**TASK DETAILS**:
Would you write out the entries below, every one of them, exactly?

**RECORDS TO PROCESS**:
§

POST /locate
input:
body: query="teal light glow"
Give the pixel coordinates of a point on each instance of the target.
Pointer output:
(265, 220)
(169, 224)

§

**RESPONSE BELOW**:
POST /locate
input:
body: query="teal light glow"
Give the pixel coordinates of a point on each instance of the target.
Pointer output:
(265, 220)
(169, 224)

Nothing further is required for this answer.